- [ASSIGNED TASK] The lines to copy are those holding the string "crowd" in the entries below.

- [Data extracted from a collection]

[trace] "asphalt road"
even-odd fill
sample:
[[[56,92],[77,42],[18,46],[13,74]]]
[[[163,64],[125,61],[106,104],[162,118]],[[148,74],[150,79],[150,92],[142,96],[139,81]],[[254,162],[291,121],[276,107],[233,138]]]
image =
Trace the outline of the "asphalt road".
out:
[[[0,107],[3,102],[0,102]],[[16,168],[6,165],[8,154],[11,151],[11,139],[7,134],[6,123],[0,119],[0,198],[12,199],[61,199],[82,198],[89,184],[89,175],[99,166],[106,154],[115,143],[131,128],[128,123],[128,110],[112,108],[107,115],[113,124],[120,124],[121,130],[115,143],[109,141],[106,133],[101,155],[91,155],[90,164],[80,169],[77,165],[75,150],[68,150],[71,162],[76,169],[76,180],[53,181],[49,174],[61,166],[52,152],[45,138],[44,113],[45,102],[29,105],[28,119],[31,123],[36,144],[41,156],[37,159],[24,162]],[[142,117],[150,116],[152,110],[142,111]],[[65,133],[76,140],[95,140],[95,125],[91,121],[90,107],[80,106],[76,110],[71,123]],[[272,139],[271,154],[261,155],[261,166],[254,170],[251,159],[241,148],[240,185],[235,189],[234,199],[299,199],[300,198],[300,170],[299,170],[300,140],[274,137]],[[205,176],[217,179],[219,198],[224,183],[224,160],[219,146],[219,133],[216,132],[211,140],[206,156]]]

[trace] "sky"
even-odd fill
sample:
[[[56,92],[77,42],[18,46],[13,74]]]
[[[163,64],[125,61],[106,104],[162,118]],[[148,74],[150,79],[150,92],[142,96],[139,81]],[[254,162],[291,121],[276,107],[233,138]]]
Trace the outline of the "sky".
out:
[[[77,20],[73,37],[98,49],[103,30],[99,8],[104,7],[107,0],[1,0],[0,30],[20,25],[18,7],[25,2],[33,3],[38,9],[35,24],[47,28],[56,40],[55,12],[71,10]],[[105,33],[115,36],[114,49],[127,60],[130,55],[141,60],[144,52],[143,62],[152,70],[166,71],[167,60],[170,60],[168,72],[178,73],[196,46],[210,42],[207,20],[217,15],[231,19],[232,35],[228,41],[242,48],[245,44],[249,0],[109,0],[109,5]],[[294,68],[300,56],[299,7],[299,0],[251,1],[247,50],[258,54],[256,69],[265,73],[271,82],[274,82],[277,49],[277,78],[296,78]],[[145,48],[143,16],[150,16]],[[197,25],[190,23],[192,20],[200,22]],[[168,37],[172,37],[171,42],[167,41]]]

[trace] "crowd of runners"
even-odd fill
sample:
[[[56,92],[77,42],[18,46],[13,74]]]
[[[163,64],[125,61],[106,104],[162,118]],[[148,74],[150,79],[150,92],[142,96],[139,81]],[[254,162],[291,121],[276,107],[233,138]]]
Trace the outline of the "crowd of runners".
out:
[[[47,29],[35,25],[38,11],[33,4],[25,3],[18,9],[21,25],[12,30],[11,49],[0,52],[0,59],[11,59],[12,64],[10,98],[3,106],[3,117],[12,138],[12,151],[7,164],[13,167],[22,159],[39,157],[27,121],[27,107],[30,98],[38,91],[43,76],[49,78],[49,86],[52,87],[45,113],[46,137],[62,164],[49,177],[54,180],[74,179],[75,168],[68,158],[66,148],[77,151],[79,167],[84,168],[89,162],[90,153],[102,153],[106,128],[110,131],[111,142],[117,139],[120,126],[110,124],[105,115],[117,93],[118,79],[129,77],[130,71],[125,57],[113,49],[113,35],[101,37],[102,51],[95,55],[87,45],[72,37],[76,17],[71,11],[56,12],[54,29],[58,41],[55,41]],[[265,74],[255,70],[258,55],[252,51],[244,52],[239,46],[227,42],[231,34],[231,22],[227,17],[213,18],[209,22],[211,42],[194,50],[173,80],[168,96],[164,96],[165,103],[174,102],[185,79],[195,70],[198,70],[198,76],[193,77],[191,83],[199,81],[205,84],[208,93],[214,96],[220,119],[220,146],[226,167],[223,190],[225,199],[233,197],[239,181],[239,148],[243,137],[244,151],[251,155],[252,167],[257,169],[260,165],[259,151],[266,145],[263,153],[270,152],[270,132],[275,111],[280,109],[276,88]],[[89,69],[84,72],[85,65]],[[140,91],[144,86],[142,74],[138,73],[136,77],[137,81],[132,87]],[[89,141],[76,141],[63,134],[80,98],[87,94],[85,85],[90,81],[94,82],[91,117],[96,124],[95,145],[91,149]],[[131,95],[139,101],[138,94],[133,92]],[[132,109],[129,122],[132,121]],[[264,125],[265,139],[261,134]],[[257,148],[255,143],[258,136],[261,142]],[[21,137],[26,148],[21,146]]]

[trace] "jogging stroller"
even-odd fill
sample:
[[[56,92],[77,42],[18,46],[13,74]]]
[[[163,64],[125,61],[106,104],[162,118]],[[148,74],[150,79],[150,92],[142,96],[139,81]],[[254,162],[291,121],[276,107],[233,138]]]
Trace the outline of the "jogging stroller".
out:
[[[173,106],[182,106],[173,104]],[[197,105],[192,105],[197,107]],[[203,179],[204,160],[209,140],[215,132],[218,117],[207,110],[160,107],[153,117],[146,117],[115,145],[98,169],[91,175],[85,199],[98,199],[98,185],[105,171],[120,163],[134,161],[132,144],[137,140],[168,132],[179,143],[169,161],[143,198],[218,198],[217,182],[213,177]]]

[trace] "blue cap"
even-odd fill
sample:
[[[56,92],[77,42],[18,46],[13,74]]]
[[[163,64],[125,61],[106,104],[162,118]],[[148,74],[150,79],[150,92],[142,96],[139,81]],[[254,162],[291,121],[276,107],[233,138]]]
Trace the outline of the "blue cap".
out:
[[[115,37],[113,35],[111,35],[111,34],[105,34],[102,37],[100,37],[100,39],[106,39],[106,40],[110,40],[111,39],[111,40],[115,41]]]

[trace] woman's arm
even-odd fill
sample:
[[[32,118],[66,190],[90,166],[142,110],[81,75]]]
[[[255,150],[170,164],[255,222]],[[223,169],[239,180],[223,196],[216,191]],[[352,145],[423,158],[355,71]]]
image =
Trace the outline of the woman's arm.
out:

- [ANSWER TO THE PROBLEM]
[trace] "crowd of runners"
Trace the outline of the "crowd of runners".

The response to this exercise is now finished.